» Problem description
Reproduce every line of the records below verbatim, without altering any character.

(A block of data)
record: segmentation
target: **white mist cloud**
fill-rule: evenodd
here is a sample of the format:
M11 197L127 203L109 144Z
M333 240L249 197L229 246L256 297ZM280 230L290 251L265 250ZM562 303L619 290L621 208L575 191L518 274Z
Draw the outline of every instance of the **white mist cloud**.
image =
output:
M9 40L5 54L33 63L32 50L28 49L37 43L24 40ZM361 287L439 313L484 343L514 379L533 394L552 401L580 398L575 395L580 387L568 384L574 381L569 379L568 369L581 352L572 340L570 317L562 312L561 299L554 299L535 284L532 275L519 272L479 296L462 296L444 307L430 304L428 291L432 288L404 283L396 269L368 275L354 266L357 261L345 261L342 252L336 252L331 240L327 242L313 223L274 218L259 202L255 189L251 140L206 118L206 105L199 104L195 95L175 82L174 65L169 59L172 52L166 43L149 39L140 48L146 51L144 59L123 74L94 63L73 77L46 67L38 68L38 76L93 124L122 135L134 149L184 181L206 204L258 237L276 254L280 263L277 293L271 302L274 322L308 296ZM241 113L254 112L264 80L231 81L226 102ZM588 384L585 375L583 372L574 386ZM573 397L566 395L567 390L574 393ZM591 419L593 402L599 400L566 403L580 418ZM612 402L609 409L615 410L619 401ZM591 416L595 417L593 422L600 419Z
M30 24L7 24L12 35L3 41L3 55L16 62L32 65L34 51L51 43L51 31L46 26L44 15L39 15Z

» Reply to the exercise
record: segmentation
target: **white mist cloud**
fill-rule: evenodd
here is a sample of the format:
M11 197L127 203L109 144Z
M333 240L249 197L229 246L256 297ZM280 230L290 251L265 250ZM562 303L619 290L621 208L575 191L518 274Z
Draw the outline of every instance of the **white mist cloud**.
image =
output:
M9 40L5 54L33 63L32 50L28 49L37 43L24 40ZM361 287L439 313L484 343L514 379L533 394L552 401L580 398L575 395L580 387L568 384L574 381L569 379L568 369L581 352L572 340L570 317L562 312L561 299L554 299L535 284L532 275L519 272L479 296L462 296L444 307L430 304L428 291L432 288L404 283L396 269L368 275L354 266L357 261L345 261L342 252L336 252L331 240L327 242L313 223L274 218L259 202L255 189L251 140L206 118L206 105L199 104L195 95L175 82L174 65L169 59L172 52L166 43L149 39L140 48L146 51L144 59L123 74L94 63L73 77L46 67L38 68L38 76L93 124L122 135L134 149L184 181L206 204L258 237L276 254L280 263L277 293L271 302L274 322L308 296ZM241 113L254 112L264 80L231 81L226 102ZM588 384L585 375L583 372L574 386ZM573 397L566 395L567 390L574 393ZM591 419L593 402L599 400L566 403L580 418ZM612 402L609 409L615 410L619 401ZM591 416L595 417L593 422L600 419Z
M30 24L7 24L12 35L3 41L3 55L16 62L32 65L34 51L51 43L51 31L46 26L44 15L39 15Z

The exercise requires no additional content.